## Your instructions
Extract verbatim every line from the one containing "car window, writing" to the final line of the records below, inclusive, and exclude all pictures.
⁂
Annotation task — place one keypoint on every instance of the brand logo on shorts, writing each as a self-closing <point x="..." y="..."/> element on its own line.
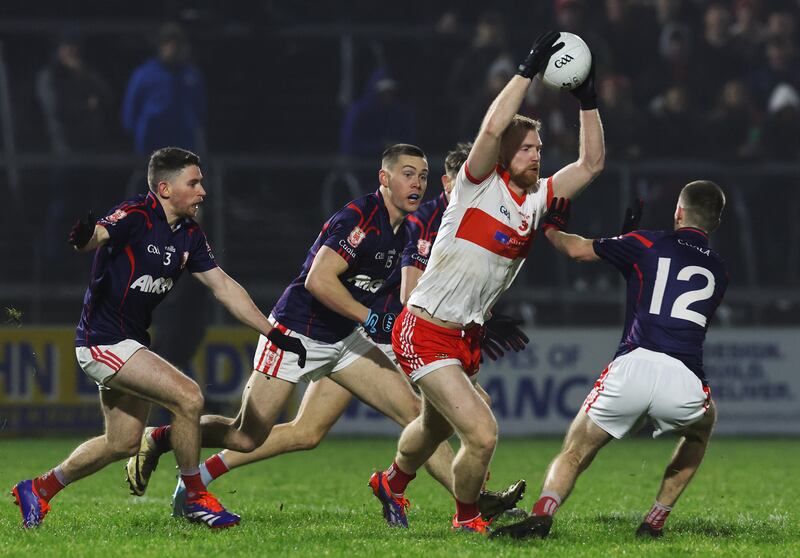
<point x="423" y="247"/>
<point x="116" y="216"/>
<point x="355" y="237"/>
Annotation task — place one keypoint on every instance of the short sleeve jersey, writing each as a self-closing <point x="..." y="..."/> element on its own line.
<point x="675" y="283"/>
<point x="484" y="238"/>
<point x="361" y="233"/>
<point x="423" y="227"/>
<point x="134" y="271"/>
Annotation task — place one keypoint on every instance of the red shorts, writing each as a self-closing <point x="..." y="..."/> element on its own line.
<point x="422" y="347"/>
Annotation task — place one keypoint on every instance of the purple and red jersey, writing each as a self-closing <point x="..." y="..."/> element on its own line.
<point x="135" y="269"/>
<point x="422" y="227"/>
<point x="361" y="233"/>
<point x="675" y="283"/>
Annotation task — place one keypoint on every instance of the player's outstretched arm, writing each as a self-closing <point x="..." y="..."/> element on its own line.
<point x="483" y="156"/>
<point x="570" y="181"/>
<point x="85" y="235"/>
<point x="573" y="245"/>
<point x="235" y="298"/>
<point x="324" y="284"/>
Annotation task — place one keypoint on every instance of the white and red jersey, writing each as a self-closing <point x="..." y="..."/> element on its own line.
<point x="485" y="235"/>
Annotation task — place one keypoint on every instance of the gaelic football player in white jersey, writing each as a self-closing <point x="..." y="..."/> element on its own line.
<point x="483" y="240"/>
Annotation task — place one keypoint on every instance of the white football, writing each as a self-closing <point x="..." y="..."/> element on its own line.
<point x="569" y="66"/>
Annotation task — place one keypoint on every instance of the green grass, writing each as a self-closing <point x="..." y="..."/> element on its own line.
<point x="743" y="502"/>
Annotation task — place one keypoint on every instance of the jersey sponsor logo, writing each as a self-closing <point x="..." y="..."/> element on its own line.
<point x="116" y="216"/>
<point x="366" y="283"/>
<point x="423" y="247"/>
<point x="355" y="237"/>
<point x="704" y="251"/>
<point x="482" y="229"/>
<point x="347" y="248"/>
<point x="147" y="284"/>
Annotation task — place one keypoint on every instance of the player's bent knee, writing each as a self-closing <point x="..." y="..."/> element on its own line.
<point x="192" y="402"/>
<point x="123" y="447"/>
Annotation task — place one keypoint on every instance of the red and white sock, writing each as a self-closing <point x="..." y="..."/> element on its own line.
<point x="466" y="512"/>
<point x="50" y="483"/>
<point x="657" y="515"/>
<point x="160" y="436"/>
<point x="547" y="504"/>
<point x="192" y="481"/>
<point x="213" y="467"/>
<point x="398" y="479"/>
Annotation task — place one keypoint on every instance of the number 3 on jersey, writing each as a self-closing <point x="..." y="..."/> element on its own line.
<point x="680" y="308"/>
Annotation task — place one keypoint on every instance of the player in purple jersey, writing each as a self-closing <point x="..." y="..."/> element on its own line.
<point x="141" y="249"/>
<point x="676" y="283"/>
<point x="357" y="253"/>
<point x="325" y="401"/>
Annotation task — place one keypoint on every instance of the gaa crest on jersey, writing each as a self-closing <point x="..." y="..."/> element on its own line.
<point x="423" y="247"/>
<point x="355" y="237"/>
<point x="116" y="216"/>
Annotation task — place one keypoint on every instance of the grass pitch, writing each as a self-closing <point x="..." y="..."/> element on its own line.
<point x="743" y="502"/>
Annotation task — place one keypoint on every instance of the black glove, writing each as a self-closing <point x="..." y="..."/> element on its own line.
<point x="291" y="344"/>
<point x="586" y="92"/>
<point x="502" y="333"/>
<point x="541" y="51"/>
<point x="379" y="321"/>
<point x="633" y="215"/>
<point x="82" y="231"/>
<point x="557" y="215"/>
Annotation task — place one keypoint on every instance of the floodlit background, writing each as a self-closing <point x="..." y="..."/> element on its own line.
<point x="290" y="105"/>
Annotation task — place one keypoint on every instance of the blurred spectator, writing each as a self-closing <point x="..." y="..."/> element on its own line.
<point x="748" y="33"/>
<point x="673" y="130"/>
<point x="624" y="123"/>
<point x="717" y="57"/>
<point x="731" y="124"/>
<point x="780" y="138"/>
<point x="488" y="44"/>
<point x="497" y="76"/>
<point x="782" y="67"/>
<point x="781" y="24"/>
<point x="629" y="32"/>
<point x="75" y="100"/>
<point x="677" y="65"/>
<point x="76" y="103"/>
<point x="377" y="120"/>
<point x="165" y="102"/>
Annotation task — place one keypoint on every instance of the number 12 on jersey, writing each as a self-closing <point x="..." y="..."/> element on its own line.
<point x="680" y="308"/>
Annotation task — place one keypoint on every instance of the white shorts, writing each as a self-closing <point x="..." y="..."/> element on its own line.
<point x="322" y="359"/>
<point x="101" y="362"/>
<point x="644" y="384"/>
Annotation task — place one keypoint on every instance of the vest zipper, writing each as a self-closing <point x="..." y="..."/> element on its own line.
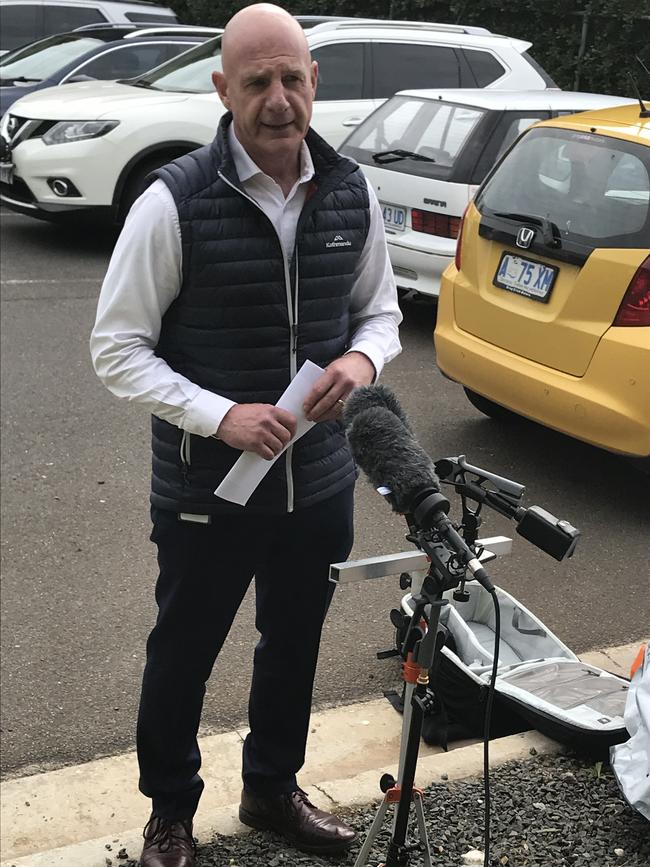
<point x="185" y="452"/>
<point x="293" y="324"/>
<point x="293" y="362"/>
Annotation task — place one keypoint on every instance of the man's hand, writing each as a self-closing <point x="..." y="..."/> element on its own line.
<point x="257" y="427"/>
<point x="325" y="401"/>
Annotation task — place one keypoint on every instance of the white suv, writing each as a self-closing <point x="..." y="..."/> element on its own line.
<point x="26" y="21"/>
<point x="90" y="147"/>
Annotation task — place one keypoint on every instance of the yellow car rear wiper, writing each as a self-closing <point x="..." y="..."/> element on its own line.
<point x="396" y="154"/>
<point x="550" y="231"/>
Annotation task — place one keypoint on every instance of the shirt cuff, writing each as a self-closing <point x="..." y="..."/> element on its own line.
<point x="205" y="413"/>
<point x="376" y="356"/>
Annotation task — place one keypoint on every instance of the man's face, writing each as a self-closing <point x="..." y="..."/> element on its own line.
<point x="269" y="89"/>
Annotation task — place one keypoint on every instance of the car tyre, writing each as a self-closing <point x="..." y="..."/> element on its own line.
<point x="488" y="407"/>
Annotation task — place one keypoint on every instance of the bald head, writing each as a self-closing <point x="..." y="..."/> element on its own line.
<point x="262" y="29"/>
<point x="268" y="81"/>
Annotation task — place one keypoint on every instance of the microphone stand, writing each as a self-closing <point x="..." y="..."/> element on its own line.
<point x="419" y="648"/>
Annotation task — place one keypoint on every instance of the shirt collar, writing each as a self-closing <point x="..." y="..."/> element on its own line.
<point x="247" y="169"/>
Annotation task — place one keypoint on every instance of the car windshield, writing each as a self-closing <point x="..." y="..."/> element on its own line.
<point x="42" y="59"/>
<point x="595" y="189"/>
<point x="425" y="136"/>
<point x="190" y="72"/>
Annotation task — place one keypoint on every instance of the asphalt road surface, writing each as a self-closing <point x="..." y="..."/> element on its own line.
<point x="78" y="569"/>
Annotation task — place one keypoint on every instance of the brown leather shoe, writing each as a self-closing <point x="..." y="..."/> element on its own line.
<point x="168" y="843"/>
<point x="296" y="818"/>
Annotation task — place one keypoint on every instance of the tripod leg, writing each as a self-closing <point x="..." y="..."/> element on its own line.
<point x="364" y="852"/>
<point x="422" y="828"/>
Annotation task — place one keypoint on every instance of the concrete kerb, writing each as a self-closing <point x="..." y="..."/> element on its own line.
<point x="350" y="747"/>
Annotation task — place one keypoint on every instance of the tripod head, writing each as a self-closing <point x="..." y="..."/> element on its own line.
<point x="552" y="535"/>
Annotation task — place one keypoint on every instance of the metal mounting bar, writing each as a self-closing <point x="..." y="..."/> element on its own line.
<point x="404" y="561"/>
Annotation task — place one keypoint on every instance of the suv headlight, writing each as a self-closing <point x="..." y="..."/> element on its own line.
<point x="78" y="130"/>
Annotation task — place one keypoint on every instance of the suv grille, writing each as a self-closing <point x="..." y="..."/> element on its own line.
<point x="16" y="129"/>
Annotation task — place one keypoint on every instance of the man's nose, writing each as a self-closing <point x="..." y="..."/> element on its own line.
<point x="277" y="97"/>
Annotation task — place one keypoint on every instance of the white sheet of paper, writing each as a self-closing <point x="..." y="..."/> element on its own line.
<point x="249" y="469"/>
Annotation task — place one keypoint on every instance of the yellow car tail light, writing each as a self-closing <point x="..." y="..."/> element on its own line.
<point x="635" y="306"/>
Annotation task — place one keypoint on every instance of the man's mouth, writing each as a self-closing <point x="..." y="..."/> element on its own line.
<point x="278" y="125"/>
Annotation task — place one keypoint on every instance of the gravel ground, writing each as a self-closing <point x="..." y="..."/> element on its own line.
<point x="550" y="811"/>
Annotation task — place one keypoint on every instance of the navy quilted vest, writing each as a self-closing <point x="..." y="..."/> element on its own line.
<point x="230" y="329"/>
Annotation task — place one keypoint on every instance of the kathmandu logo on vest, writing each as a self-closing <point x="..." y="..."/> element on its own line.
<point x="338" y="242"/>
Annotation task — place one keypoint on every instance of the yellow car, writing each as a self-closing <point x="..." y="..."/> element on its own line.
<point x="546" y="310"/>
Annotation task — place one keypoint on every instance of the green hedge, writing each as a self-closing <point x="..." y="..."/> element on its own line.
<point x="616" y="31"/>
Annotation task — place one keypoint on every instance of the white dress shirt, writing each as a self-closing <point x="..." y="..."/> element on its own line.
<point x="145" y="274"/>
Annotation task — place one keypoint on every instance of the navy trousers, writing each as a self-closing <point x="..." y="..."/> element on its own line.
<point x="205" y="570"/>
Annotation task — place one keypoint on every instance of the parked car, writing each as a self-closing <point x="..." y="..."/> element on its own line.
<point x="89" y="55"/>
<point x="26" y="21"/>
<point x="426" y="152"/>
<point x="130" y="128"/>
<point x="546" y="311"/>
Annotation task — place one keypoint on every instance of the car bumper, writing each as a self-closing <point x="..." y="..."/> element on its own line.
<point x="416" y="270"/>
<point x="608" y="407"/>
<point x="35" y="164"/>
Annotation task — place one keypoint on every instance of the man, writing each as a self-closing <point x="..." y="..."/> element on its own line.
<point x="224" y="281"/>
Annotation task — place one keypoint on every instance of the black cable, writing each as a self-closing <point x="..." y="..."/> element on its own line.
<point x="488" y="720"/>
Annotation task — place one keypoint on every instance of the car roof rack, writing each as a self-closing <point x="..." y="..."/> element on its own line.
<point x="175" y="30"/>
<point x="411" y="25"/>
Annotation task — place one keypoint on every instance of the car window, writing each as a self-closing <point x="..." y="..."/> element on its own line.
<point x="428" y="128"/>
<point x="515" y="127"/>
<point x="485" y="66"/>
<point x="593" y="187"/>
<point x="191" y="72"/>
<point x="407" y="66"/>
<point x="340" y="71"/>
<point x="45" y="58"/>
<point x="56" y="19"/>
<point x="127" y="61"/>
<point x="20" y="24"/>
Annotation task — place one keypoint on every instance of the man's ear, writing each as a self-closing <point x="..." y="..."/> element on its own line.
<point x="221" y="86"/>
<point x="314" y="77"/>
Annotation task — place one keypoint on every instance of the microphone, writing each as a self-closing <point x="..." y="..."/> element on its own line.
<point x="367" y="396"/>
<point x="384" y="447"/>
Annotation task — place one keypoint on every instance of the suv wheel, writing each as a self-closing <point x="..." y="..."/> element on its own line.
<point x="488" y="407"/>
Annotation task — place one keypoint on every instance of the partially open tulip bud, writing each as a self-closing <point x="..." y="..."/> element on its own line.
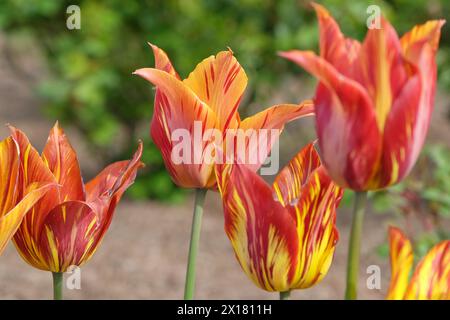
⁂
## Solution to this problem
Annotation task — place one keypoint on every instance of the car window, writing each as a self-closing <point x="..." y="..."/> element on its own line.
<point x="428" y="128"/>
<point x="515" y="127"/>
<point x="485" y="66"/>
<point x="593" y="187"/>
<point x="191" y="72"/>
<point x="407" y="66"/>
<point x="340" y="71"/>
<point x="45" y="58"/>
<point x="56" y="19"/>
<point x="127" y="61"/>
<point x="20" y="24"/>
Annotation task — place one keypoint on every instance of the man's ear, writing each as a self-closing <point x="..." y="..."/> element on its own line.
<point x="221" y="86"/>
<point x="314" y="77"/>
Annotation task — place one keypoint on every instance of the microphone, writing each as a self-closing <point x="..." y="..."/> element on its own line.
<point x="367" y="396"/>
<point x="384" y="447"/>
Annotation task — place one keypoint on every instance of the suv wheel, writing each as a self-closing <point x="..." y="..."/> element on its own line.
<point x="488" y="407"/>
Annotation task — place one keypoint on every instance of the partially open tulip bud, writing each as a self-closing <point x="..." y="..."/> element on its own line.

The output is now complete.